GIVEN EXERCISE
Continue the design note on monitoring and controlling ac power with a microcontroller, picking up right after its last sentence.

Design Ideas: June 22, 1995
Microcontroller watches, controls ac power
Samuel Kerem,
Infrared Fiber Systems, Silver Spring, MD
For monitoring and controlling a power circuit from a microcontroller (µC), Fig 1 replaces the conventional technique of a low-value resistor and differential amplifier (with gain set for the expected current value). A control line turns triac Q1 on and off via optoisolator IC2. When an appliance is plugged into J1 and turned on, the voltage drop across Q1 is independent of the current value and sufficient to turn on optoisolator IC3. The phototransistor current of IC3 charges
C1to a logic 1, which is sensed by the µC. When IC2 is on, but the device in J1 is actually turned off (by its own switch), there is no current through Q1, and the sense line is at logic 0 because C1 is discharged through R4.

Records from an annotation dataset
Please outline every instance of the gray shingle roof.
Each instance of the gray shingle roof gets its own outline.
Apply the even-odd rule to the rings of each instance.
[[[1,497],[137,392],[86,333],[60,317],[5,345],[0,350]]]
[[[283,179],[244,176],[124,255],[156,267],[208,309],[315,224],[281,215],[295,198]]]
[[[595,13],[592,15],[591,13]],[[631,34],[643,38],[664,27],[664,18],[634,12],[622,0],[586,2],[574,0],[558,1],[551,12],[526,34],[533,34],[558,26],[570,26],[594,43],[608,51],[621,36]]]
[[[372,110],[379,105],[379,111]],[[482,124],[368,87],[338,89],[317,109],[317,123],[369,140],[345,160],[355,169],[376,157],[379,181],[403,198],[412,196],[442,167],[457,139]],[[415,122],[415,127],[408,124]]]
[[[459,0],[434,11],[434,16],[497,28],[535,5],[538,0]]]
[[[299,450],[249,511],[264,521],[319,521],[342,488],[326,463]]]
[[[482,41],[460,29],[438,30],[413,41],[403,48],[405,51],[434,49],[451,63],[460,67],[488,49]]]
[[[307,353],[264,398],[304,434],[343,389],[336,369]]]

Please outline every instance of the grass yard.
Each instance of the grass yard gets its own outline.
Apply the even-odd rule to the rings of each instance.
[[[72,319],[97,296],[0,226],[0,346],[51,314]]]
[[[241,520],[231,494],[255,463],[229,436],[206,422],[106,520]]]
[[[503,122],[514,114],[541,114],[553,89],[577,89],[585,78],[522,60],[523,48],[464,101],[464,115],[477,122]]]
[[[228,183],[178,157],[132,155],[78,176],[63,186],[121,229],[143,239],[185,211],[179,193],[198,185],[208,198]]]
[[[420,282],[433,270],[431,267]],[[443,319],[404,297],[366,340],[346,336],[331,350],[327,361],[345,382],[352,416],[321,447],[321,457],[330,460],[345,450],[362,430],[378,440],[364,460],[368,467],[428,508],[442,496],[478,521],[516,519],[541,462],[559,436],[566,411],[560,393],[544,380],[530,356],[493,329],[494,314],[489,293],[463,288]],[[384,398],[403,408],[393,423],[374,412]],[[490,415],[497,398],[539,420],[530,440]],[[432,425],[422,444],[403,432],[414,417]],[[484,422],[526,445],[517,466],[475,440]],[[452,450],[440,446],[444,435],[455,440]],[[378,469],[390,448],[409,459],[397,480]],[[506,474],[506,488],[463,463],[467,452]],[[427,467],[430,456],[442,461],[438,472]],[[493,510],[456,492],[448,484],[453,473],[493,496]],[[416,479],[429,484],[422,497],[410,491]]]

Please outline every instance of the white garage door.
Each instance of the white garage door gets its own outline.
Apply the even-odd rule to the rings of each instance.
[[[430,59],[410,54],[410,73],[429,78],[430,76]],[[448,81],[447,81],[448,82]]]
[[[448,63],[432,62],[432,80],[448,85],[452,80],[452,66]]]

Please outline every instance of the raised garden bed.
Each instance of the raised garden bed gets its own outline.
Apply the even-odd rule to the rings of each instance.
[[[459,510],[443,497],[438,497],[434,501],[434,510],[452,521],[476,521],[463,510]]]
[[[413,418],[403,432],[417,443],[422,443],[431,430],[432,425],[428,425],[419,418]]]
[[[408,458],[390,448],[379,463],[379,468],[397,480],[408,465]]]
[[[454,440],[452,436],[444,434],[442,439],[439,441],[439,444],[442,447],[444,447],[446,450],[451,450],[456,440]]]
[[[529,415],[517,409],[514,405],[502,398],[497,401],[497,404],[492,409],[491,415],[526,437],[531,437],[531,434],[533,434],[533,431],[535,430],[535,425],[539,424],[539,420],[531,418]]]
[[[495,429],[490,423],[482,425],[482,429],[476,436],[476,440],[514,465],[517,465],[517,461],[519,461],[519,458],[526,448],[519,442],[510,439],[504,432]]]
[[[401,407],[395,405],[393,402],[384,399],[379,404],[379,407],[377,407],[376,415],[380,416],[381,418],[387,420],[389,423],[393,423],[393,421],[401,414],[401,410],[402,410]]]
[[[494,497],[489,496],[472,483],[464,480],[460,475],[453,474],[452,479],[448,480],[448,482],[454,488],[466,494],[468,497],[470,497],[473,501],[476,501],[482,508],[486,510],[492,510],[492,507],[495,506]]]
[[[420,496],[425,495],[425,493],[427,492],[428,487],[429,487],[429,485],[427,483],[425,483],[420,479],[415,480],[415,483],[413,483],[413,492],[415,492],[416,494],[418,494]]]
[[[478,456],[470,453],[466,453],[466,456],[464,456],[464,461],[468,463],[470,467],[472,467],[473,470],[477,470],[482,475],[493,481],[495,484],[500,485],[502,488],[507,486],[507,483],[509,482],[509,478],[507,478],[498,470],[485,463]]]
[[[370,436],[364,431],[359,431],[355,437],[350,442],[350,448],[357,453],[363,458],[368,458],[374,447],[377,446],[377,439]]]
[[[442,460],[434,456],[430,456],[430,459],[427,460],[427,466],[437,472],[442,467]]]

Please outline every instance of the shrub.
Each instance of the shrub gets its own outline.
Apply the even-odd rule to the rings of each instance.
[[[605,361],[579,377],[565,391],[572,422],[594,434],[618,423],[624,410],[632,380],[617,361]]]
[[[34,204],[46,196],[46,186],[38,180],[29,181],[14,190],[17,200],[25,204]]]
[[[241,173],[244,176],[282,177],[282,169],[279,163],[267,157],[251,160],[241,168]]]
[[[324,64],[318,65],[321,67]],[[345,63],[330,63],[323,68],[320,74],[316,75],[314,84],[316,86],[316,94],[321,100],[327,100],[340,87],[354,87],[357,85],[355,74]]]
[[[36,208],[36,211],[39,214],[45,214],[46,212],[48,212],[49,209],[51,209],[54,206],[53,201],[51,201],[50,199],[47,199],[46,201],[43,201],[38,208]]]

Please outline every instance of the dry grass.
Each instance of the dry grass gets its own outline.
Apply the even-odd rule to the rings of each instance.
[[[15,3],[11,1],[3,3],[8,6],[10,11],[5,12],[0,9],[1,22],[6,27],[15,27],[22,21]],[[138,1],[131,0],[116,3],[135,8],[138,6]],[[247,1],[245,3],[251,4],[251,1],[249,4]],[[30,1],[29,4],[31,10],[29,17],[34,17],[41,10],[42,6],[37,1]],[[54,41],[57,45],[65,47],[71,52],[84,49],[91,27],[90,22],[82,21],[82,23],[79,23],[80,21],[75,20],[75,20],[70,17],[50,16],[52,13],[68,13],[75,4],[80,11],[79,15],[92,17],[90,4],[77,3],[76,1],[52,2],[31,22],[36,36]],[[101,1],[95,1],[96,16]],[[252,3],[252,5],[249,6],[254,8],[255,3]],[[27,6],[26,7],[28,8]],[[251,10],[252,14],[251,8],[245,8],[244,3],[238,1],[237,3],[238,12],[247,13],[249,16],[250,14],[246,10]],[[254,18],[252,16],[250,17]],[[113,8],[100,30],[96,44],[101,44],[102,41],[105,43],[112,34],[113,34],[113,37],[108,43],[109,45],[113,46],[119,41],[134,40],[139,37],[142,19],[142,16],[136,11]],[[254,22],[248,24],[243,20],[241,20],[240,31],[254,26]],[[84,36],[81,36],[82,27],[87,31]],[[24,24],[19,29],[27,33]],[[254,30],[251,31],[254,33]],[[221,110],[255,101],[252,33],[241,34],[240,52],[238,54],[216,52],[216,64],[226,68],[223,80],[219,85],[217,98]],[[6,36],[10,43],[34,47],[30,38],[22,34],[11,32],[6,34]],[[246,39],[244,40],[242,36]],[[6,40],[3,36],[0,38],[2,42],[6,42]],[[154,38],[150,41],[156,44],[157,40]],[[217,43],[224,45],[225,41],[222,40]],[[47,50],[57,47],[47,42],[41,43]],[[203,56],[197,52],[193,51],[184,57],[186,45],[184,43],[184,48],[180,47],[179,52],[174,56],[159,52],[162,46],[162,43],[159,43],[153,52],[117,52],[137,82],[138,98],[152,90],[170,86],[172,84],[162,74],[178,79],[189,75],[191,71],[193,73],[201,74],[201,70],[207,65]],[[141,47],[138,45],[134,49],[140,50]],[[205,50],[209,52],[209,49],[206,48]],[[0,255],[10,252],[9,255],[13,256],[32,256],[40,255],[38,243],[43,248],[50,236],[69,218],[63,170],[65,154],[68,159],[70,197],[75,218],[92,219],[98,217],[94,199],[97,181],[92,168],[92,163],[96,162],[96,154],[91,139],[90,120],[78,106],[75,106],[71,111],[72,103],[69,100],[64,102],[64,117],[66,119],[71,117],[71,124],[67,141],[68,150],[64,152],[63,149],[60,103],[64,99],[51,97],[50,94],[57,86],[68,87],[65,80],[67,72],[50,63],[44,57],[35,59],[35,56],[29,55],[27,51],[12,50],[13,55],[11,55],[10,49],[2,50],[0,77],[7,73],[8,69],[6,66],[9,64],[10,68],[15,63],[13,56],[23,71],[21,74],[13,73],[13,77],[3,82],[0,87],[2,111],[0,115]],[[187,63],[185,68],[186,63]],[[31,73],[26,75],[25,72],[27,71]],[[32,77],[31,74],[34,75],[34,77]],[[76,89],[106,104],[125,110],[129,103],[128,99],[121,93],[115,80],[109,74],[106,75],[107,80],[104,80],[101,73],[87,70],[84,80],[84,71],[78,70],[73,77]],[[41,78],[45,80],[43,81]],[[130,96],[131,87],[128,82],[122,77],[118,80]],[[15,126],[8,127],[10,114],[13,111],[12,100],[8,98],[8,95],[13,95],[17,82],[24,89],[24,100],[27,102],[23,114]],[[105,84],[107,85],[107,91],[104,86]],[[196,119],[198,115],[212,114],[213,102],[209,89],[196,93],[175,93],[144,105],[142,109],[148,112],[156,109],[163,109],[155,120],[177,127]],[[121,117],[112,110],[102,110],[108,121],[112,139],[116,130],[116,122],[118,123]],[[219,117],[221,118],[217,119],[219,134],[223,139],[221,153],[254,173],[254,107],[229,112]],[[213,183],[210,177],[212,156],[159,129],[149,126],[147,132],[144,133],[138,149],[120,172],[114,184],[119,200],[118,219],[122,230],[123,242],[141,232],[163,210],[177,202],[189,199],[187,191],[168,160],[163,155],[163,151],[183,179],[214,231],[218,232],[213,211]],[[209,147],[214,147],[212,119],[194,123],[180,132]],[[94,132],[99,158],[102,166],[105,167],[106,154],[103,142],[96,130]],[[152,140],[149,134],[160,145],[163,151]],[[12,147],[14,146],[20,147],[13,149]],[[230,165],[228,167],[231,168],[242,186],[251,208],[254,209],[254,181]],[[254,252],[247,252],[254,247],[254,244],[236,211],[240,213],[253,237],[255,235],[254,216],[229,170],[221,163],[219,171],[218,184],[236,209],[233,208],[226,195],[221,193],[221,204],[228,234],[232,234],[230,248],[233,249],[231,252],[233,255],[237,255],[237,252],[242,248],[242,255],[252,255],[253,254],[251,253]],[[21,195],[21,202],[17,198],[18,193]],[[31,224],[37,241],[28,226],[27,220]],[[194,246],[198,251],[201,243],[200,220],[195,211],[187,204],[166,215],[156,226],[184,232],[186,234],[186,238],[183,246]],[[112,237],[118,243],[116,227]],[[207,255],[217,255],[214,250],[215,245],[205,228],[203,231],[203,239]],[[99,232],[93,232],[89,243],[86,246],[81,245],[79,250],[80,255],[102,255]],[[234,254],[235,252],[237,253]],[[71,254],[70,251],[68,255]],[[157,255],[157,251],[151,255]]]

TASK ANSWER
When the µC turns Q1 off (even though the device in J1 is still switched on and therefore conducting), current flows through pins 1 and 2 of IC3, as well as R3 (a positive-temperature-coefficient resistor with a large resistance change resulting from a small temperature change). In this case, R3 sharply increases its resistance to keep the current flowing through it at about 15 to 20 mA. However, even though C1 is charging to logic 1, the µC "knows" the device is not really on, because it has set power switch Q1 to the off state via the control line. (DI #1722)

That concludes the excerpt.